◆ **Given text**
Food Inflation Hits 4.7% as Beef and Coffee Prices Soar Before Christmas
Food inflation spikes to 4.7%, straining Canadian budgets

New data from Statistics Canada confirms what many shoppers have felt at the checkout: grocery prices are rising at a pace that far outstrips overall inflation, putting significant strain on household budgets just before the holidays.

Staggering Price Hikes for Staples

The latest inflation report, released in mid-December 2025, reveals a worrying trend. While core inflation rose 2.2% in November, food inflation surged to 4.7% for items purchased from stores. This marks the largest increase since December 2023.

The price jumps for specific staples are particularly shocking. According to StatsCan, fresh or frozen beef prices rose 17.7% year-over-year, while coffee prices skyrocketed by 27.8%. These increases are major contributors to the overall climb in grocery costs, forcing many Canadians to reconsider their weekly shopping lists.

A Universal Concern for Voters

This economic pressure is translating into deep public anxiety. A recent Abacus Data poll found that 67% of Canadians believe the cost of living is worse than it has ever been. Furthermore, 62% say affordability should be the government's top priority, placing it 22 points ahead of healthcare as the most pressing issue.

◆ **Data under study**
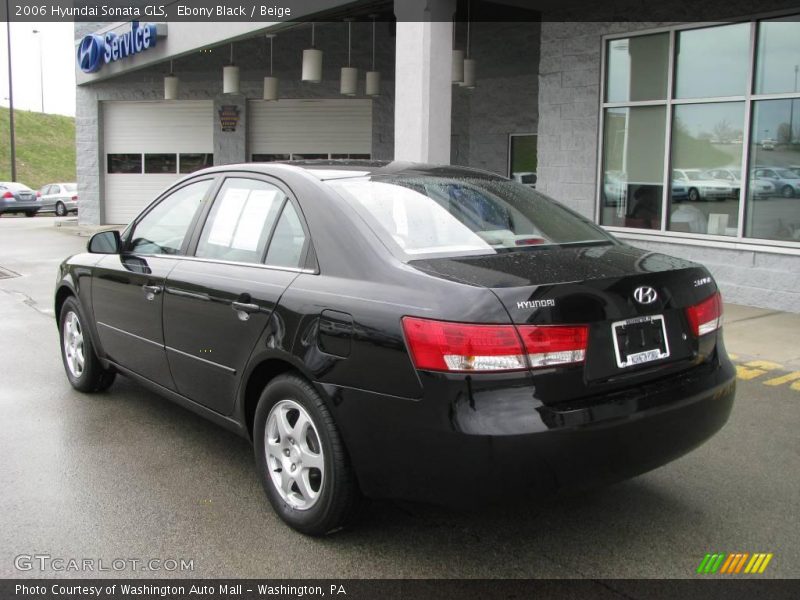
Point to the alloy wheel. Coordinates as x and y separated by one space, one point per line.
294 454
73 344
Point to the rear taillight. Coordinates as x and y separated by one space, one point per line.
446 346
705 317
549 345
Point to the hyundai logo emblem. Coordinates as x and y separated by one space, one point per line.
90 53
645 295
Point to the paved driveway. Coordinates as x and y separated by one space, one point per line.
127 475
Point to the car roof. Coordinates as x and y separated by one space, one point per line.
326 170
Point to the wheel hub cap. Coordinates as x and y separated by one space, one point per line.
295 460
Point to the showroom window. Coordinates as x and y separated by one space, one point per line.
701 132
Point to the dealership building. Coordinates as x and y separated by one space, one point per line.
678 130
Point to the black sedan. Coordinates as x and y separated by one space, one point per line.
18 198
393 330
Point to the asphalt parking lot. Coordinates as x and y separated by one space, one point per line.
125 474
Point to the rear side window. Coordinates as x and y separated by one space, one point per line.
442 216
241 220
288 242
163 229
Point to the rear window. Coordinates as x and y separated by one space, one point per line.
443 216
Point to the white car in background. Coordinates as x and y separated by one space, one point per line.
700 186
60 198
760 188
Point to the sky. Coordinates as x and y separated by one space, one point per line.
58 62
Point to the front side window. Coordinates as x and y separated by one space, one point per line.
241 220
448 216
163 229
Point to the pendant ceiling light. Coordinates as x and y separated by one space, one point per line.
270 83
230 77
457 72
373 76
469 63
349 77
171 85
312 61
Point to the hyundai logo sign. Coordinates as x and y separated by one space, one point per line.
95 50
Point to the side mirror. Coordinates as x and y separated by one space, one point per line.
105 242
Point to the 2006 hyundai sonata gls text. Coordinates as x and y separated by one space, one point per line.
397 330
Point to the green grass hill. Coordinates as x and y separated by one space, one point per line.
45 148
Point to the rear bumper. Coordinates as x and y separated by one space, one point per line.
455 452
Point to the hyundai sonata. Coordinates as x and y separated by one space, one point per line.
393 330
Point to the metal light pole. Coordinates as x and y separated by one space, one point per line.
41 66
11 102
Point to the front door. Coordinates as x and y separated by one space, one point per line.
217 304
128 289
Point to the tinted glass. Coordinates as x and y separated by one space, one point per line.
637 67
444 216
778 56
189 163
160 163
286 247
124 163
240 221
773 198
712 62
163 229
705 139
633 167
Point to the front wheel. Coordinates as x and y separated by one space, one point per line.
83 368
301 460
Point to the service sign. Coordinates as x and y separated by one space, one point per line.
96 50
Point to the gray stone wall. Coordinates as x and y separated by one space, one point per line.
505 98
569 105
201 79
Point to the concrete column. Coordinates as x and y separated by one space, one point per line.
423 90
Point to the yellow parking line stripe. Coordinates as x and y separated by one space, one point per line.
743 372
765 563
783 378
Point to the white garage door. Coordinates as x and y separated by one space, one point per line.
324 128
147 146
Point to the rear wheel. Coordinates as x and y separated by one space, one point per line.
83 368
301 459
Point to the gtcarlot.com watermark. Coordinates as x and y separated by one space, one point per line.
47 563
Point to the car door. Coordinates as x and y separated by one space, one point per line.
127 288
218 303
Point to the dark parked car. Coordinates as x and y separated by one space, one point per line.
405 331
17 198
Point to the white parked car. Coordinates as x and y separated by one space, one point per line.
60 198
703 187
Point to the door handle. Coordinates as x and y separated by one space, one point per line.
151 291
245 307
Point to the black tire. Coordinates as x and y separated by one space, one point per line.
338 494
92 377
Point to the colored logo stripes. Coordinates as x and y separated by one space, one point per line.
734 563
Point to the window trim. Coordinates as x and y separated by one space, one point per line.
739 241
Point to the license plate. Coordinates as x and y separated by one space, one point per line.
640 340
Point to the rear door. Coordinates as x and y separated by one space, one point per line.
127 288
218 302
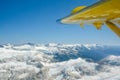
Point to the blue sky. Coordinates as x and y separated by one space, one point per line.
34 21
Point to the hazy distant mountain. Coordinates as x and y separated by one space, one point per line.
59 62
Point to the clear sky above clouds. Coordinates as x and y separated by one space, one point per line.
34 21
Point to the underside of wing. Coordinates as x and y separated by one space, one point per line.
103 12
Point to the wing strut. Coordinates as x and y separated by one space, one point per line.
114 28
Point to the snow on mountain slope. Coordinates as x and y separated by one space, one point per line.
59 62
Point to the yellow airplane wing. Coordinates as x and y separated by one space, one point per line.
103 12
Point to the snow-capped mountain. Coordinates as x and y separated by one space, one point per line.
59 62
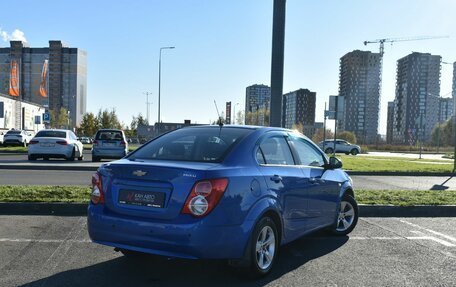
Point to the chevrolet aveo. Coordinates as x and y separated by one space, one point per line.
229 192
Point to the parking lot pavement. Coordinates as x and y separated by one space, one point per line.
56 251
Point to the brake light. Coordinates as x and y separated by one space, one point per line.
97 195
204 196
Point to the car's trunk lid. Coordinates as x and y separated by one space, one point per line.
150 189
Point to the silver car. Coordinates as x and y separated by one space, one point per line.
55 144
109 144
341 146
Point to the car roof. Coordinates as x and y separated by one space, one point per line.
54 130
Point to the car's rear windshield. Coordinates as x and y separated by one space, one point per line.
192 144
109 135
13 132
51 134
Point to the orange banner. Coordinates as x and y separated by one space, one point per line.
14 79
43 87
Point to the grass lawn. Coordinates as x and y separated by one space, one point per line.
77 194
130 147
374 163
13 149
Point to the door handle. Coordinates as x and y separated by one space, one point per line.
276 178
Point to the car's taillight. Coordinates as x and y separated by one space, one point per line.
97 195
204 196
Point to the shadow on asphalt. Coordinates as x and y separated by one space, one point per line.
160 271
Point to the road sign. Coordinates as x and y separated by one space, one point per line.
46 117
37 120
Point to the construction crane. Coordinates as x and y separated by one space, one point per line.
392 40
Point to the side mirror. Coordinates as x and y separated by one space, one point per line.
334 163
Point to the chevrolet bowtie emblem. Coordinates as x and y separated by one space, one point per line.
139 173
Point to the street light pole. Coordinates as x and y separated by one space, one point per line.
159 86
234 112
147 106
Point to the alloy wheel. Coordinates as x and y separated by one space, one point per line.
346 216
265 247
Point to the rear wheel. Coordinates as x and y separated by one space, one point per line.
263 248
329 150
71 158
347 217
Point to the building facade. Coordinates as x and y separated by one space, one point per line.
390 123
257 97
54 76
359 84
298 108
445 109
20 115
416 104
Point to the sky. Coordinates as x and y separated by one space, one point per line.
224 46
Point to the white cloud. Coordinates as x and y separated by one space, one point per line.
17 35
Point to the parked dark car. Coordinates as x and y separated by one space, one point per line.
211 192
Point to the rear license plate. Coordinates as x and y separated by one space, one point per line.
142 198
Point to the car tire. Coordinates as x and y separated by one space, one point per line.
347 216
264 241
71 158
329 150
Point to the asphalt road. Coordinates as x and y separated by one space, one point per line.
67 177
56 251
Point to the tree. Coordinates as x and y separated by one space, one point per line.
348 136
443 134
89 125
108 119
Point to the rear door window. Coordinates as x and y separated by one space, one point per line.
109 135
192 144
275 151
51 134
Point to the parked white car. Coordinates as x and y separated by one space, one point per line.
341 146
55 144
17 137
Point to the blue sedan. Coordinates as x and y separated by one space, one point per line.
220 192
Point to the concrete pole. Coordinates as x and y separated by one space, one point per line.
278 43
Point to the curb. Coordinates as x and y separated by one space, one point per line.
49 167
80 209
95 168
398 173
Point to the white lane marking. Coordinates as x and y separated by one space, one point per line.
42 240
425 237
429 230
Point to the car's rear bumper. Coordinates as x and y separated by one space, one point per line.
185 240
109 153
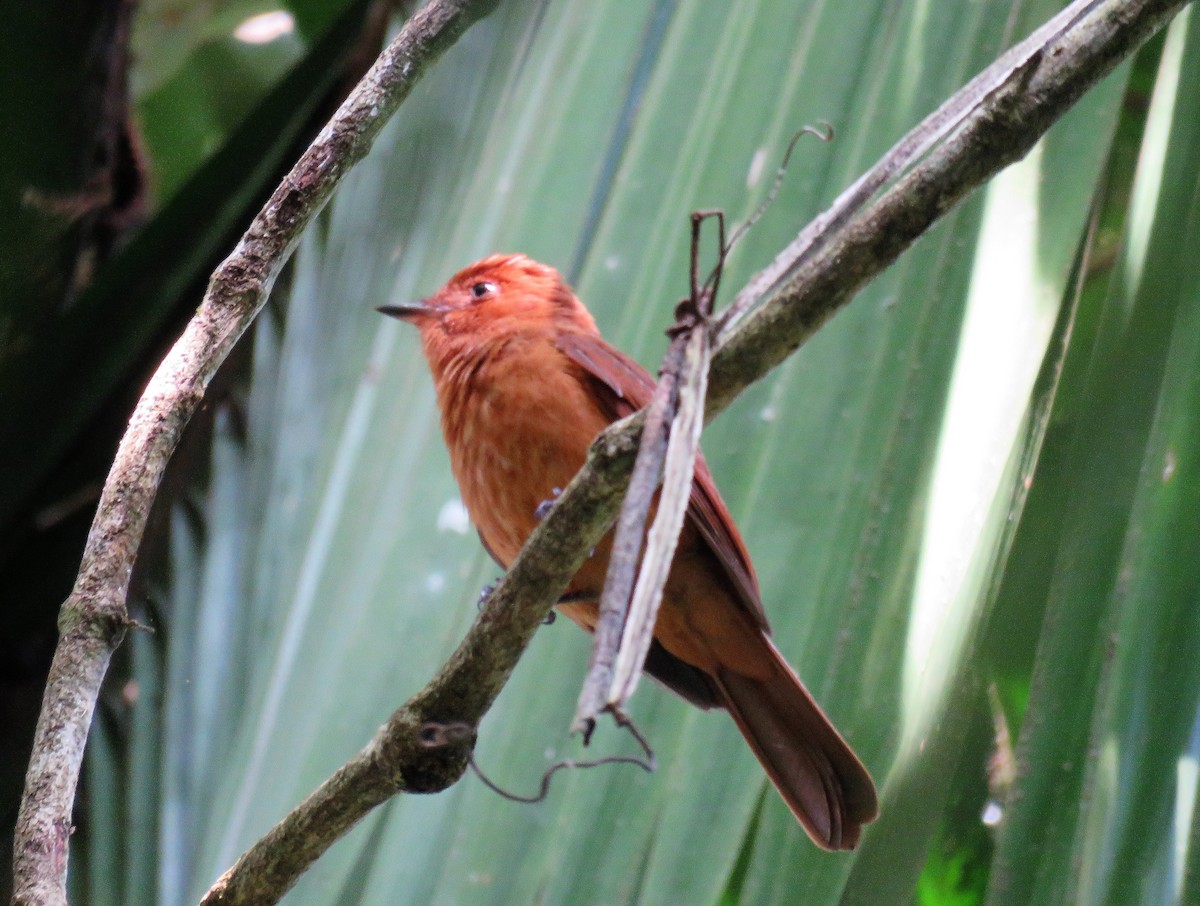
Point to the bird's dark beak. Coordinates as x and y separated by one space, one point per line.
407 312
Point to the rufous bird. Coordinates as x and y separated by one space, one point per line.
525 383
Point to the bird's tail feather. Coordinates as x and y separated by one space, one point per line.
819 775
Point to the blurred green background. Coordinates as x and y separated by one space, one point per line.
972 499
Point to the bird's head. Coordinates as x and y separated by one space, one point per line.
499 297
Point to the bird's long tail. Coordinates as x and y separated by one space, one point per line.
819 775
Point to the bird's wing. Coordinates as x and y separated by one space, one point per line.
623 387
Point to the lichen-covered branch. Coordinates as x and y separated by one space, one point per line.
996 123
94 618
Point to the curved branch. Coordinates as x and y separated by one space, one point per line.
94 617
991 123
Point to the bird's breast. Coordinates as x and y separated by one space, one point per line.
517 421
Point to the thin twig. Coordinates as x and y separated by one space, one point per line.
790 300
94 618
628 611
999 129
439 735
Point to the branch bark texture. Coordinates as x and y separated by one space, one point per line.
94 618
994 124
991 123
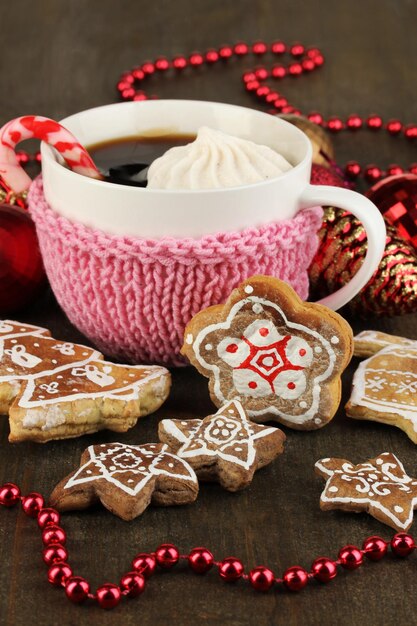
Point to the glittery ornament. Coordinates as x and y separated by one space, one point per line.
323 151
393 288
396 198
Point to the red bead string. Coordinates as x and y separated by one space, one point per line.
304 60
200 560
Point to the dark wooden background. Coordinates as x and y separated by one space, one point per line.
58 57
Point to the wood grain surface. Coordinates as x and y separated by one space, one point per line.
58 57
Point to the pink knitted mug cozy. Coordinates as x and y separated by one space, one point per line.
133 297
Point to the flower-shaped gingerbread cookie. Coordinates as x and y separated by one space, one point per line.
280 357
379 487
126 479
225 447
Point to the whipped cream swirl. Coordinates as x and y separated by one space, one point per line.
215 160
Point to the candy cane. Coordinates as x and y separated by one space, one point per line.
37 127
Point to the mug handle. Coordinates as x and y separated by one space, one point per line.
373 222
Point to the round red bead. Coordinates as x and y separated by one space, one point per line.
9 494
402 544
394 127
375 548
77 589
394 170
372 173
335 124
53 534
354 122
196 59
297 49
200 560
315 117
295 578
48 516
259 47
108 596
167 555
261 578
54 552
225 52
352 169
410 131
162 64
32 504
132 584
241 48
212 56
58 573
350 557
324 569
179 62
278 47
278 71
374 122
231 569
144 564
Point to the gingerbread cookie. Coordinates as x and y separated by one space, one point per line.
126 479
225 447
54 389
369 342
384 389
379 487
282 358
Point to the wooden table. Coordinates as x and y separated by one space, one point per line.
60 57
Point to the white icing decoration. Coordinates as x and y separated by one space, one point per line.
384 463
267 408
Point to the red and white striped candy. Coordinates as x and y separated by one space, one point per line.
37 127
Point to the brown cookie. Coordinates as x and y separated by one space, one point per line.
54 389
282 358
126 479
369 342
384 389
225 447
379 487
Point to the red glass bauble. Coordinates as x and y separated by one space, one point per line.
132 584
295 578
231 569
108 596
324 569
200 560
396 198
21 268
261 578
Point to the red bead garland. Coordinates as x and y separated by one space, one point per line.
200 560
304 60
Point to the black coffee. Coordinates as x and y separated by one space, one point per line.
125 161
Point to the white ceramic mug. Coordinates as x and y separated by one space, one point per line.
151 213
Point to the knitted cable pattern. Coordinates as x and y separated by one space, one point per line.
133 297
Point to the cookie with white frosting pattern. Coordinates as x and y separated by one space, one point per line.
225 447
126 479
282 358
55 389
384 389
379 487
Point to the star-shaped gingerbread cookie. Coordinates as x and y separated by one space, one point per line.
379 487
126 479
282 358
225 447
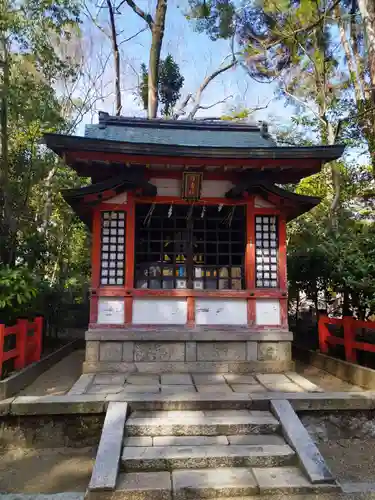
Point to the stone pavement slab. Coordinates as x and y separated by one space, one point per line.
284 387
208 378
221 388
211 483
176 379
205 456
138 441
106 465
129 388
177 389
303 382
104 389
110 378
190 440
256 439
248 388
222 422
141 379
144 486
235 378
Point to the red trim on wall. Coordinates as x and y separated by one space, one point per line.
179 201
255 163
190 311
112 206
177 174
263 293
282 254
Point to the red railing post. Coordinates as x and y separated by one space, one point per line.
349 336
21 339
323 333
2 338
38 337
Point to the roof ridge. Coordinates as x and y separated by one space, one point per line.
214 124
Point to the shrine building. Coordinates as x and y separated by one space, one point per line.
188 222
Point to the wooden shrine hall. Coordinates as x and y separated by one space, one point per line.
188 224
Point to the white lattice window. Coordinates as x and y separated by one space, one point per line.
112 269
266 251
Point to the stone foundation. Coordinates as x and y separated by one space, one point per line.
161 351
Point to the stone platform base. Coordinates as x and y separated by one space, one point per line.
157 350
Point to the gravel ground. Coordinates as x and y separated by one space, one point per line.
46 471
58 379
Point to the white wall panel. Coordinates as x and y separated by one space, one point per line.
215 189
159 311
111 310
267 312
220 312
120 198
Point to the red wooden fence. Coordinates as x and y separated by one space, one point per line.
350 326
28 347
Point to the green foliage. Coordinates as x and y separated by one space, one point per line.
17 287
169 85
44 260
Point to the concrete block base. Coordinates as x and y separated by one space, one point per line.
178 352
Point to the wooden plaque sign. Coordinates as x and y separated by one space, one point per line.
191 185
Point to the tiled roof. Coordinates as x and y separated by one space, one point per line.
180 132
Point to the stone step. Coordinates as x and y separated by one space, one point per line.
200 423
206 456
240 482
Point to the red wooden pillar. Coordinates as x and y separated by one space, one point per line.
190 311
21 339
95 264
38 335
283 283
349 336
282 255
323 333
129 258
2 339
250 259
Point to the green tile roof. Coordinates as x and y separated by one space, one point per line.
180 132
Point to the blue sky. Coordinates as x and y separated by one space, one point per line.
195 53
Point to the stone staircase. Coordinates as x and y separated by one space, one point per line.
210 454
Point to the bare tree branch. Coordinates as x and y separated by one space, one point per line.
305 105
133 36
146 17
116 57
181 109
205 83
216 103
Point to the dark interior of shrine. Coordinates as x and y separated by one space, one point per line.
190 246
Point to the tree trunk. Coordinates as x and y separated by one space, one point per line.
367 10
116 57
153 67
7 246
336 177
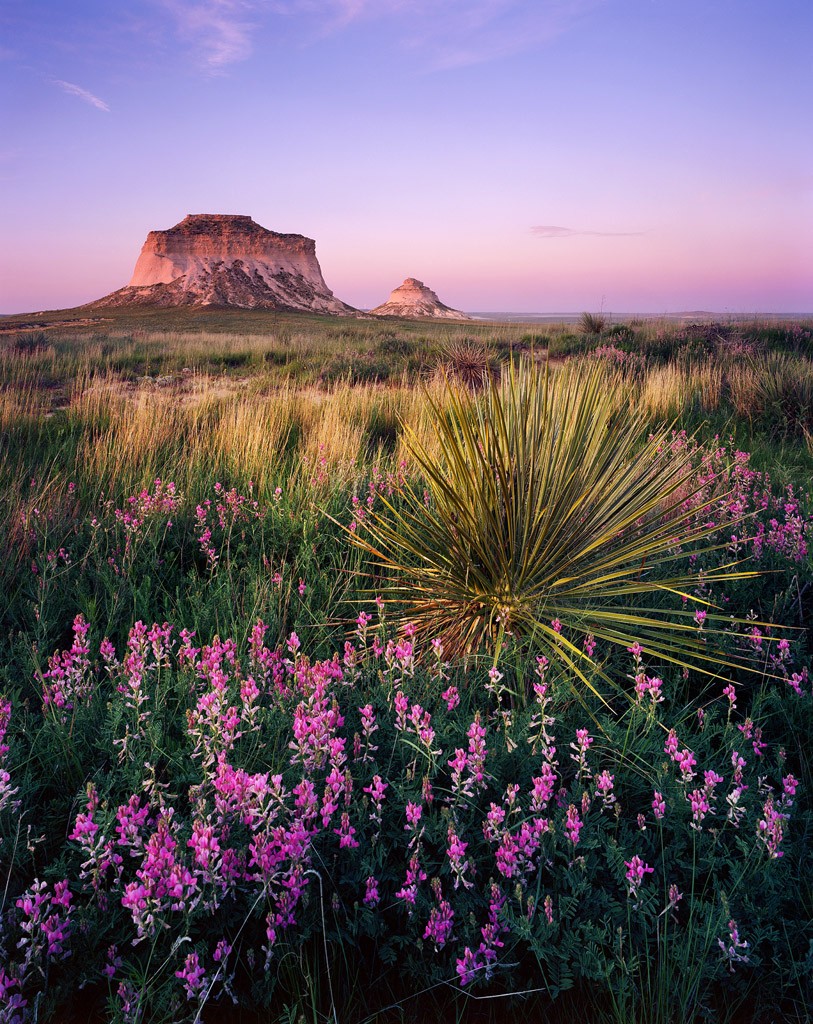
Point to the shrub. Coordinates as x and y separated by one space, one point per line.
592 323
548 507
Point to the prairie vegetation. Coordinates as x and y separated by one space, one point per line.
356 672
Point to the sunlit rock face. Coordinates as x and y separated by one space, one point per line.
413 298
227 260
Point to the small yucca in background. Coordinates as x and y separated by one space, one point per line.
549 513
592 323
470 361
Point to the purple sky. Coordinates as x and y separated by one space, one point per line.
640 156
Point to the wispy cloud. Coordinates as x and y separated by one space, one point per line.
555 231
221 30
456 33
77 90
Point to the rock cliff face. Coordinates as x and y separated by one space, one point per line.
227 260
413 298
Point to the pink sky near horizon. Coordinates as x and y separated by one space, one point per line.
529 156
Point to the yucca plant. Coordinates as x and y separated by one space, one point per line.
592 323
470 361
549 514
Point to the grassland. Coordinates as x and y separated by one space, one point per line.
205 471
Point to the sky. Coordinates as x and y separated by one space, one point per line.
526 156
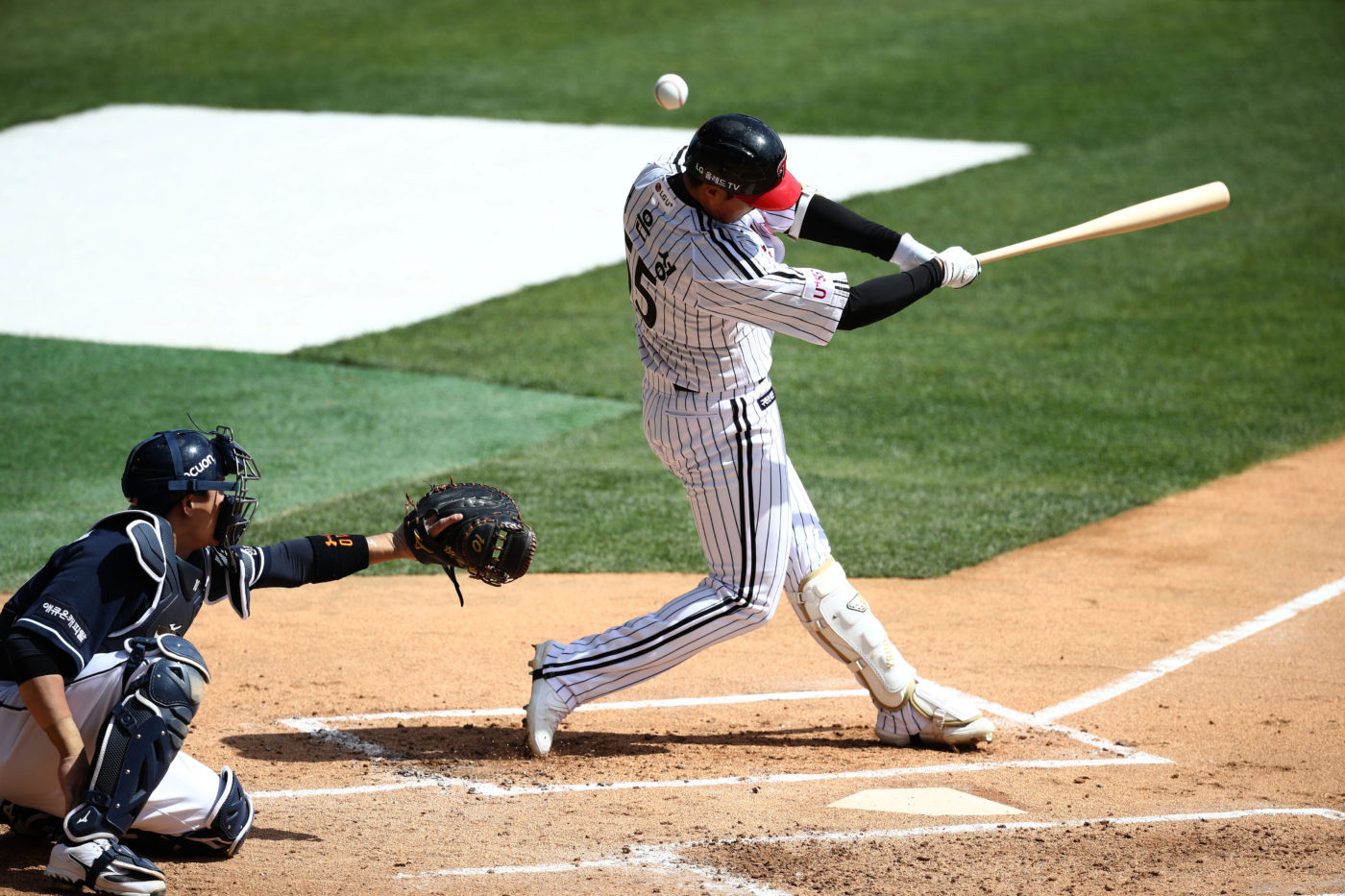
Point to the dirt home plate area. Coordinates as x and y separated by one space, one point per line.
1167 688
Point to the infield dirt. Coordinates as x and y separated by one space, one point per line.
1221 775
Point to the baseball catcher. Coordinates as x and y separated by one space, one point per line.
490 541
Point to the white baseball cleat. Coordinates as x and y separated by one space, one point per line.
105 866
545 708
935 715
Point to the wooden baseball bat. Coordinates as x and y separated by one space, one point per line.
1174 206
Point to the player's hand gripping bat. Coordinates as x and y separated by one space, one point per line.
1174 206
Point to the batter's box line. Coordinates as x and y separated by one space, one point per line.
669 859
316 727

◆ **Exercise brief**
Reproduce the stretch of the food inflation article from "New data from" through "before the holidays.", keeping every word unchanged. The entries have nothing to do with the food inflation article.

◆ **Result of this exercise**
New data from Statistics Canada confirms what many shoppers have felt at the checkout: grocery prices are rising at a pace that far outstrips overall inflation, putting significant strain on household budgets just before the holidays.